YOUR OBJECTIVE: With the string "following" as the filter, copy each matching line from the records.

DATA FOR THIS EXERCISE:
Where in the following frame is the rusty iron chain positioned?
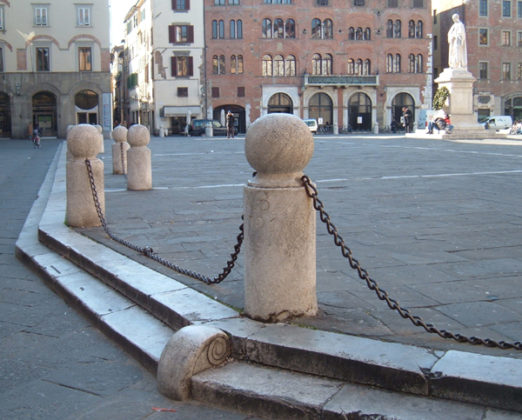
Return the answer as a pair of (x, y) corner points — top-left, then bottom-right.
(85, 159), (243, 284)
(301, 174), (522, 351)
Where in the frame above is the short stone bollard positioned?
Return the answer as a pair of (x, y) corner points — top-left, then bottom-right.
(66, 124), (105, 227)
(127, 124), (152, 191)
(111, 125), (129, 174)
(244, 113), (317, 322)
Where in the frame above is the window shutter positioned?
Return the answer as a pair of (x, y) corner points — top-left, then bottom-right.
(188, 26), (194, 43)
(171, 56), (177, 76)
(169, 25), (176, 43)
(172, 0), (177, 10)
(188, 56), (193, 76)
(186, 0), (190, 9)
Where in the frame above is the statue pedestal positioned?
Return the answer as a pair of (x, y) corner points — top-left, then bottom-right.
(435, 68), (505, 140)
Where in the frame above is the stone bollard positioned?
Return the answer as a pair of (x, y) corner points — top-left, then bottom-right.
(111, 125), (129, 174)
(95, 124), (104, 154)
(127, 124), (152, 190)
(66, 124), (104, 227)
(244, 113), (317, 322)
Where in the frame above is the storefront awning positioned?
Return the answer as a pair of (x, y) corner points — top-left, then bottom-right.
(161, 106), (201, 117)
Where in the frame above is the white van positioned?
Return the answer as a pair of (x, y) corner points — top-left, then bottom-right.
(481, 115), (513, 131)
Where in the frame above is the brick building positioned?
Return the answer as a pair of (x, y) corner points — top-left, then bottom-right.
(0, 0), (112, 139)
(433, 0), (522, 121)
(205, 0), (433, 133)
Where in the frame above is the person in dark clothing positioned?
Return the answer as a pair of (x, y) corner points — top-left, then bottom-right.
(402, 107), (413, 133)
(226, 111), (235, 139)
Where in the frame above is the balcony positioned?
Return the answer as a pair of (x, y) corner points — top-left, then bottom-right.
(304, 74), (379, 87)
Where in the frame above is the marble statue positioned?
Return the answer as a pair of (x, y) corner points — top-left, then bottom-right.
(448, 13), (467, 69)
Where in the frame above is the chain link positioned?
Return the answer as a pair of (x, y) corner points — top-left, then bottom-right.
(302, 175), (522, 351)
(85, 159), (243, 284)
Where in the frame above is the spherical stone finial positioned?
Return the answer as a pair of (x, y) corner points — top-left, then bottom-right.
(67, 124), (101, 158)
(245, 113), (314, 187)
(128, 124), (150, 147)
(112, 125), (128, 143)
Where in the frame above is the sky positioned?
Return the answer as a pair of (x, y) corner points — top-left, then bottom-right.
(109, 0), (135, 46)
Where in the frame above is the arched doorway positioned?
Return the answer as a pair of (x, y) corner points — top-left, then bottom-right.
(348, 92), (372, 131)
(309, 92), (333, 131)
(391, 93), (415, 130)
(32, 91), (57, 137)
(213, 105), (246, 133)
(267, 93), (293, 114)
(75, 89), (99, 124)
(0, 92), (11, 137)
(505, 96), (522, 121)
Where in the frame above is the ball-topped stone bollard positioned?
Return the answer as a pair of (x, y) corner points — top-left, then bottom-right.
(112, 125), (129, 174)
(66, 124), (105, 227)
(127, 124), (152, 191)
(243, 113), (317, 322)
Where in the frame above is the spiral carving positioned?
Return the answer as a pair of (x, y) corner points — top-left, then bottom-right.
(206, 334), (230, 366)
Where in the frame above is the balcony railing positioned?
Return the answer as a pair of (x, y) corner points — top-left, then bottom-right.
(304, 74), (378, 87)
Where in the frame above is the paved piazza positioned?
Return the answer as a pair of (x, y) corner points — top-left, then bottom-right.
(88, 134), (522, 358)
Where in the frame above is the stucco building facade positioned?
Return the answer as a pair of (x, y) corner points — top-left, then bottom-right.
(0, 0), (112, 139)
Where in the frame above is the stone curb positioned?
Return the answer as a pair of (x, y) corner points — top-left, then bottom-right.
(16, 142), (522, 414)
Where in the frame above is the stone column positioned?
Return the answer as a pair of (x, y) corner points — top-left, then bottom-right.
(112, 125), (129, 174)
(244, 113), (317, 322)
(66, 124), (104, 227)
(127, 124), (152, 191)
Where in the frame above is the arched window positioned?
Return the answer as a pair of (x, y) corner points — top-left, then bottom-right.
(323, 19), (333, 39)
(274, 54), (284, 75)
(230, 55), (237, 73)
(348, 27), (355, 40)
(364, 27), (371, 40)
(415, 54), (423, 73)
(408, 54), (415, 72)
(237, 20), (243, 38)
(230, 20), (236, 39)
(311, 18), (321, 39)
(312, 53), (322, 75)
(347, 58), (354, 74)
(323, 53), (332, 75)
(262, 54), (273, 76)
(309, 92), (333, 127)
(386, 20), (393, 38)
(355, 27), (363, 40)
(394, 20), (401, 38)
(219, 20), (225, 38)
(212, 20), (218, 39)
(262, 18), (272, 38)
(363, 59), (371, 75)
(285, 19), (295, 38)
(268, 93), (293, 114)
(355, 58), (363, 75)
(285, 55), (296, 76)
(237, 55), (244, 73)
(408, 20), (415, 38)
(386, 54), (394, 73)
(395, 53), (401, 72)
(212, 55), (225, 74)
(274, 18), (284, 38)
(416, 20), (423, 38)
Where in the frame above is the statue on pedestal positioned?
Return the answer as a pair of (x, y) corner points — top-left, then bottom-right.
(448, 13), (467, 70)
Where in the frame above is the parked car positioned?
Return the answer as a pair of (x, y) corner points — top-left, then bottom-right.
(189, 119), (228, 136)
(303, 118), (318, 134)
(480, 115), (513, 131)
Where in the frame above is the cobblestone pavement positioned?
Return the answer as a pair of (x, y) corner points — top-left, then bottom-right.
(83, 134), (522, 360)
(0, 138), (259, 420)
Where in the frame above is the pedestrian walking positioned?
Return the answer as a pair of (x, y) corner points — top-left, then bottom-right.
(226, 111), (235, 139)
(32, 124), (41, 148)
(402, 107), (412, 133)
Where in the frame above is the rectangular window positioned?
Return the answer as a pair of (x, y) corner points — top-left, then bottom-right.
(237, 86), (245, 97)
(79, 47), (92, 71)
(36, 47), (50, 71)
(77, 6), (91, 26)
(168, 25), (194, 43)
(171, 56), (193, 77)
(387, 0), (398, 6)
(172, 0), (190, 10)
(518, 1), (522, 17)
(412, 0), (424, 7)
(0, 47), (3, 72)
(34, 6), (48, 26)
(229, 0), (240, 4)
(517, 63), (522, 80)
(316, 0), (329, 5)
(211, 87), (220, 98)
(518, 31), (522, 46)
(177, 87), (188, 97)
(0, 6), (4, 30)
(502, 30), (512, 46)
(214, 0), (225, 5)
(479, 0), (488, 16)
(479, 61), (488, 79)
(433, 35), (438, 50)
(503, 0), (512, 17)
(502, 62), (511, 80)
(353, 0), (364, 5)
(479, 28), (488, 45)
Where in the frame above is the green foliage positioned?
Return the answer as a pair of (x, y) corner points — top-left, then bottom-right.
(433, 87), (449, 110)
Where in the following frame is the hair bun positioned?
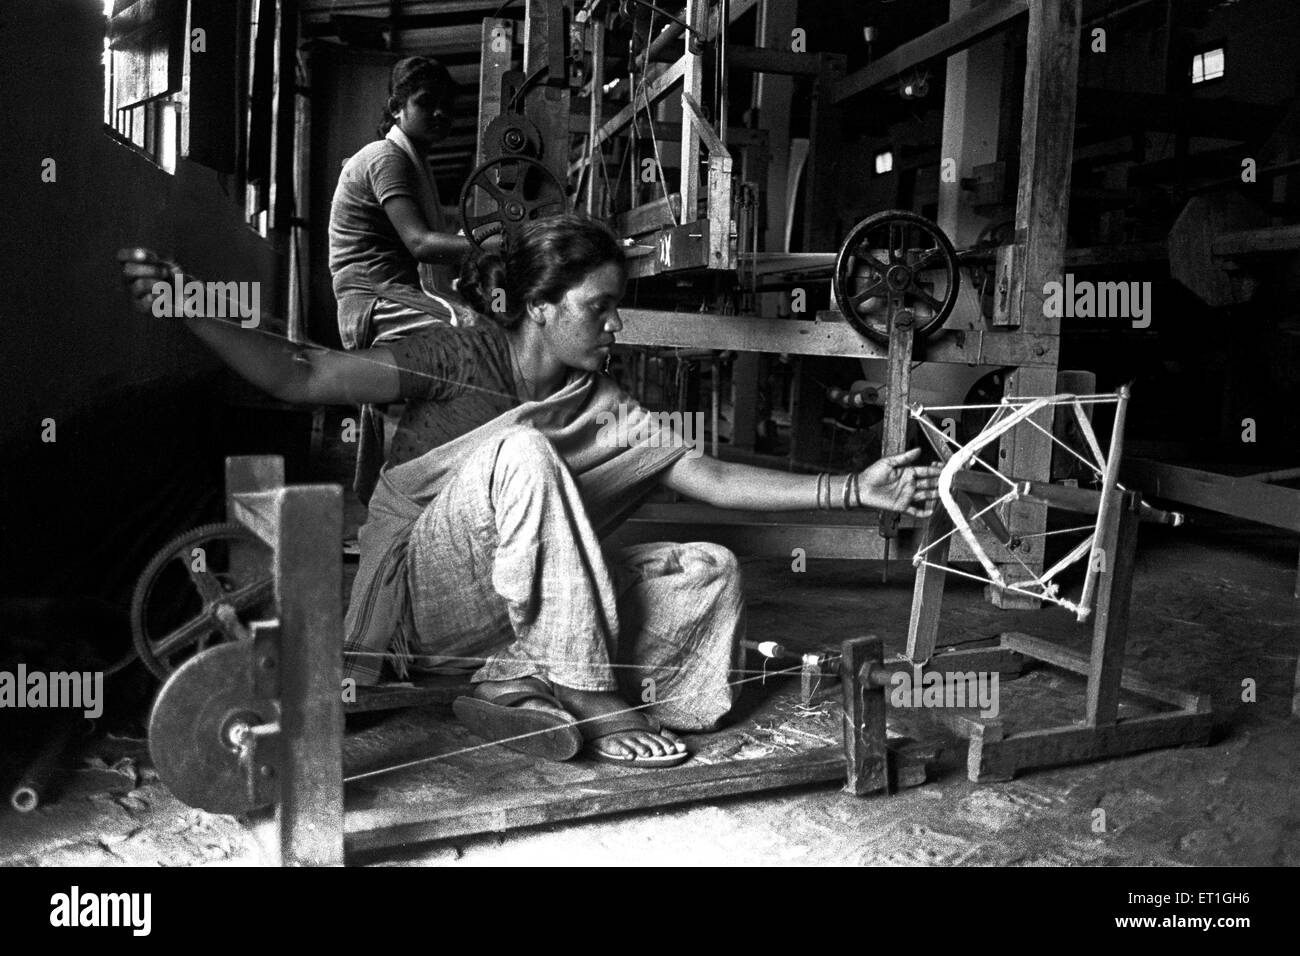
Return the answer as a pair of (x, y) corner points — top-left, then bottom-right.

REPLY:
Where in the following frame is the rusty iron chain positioned?
Where in the following frame is the hair bun positioned?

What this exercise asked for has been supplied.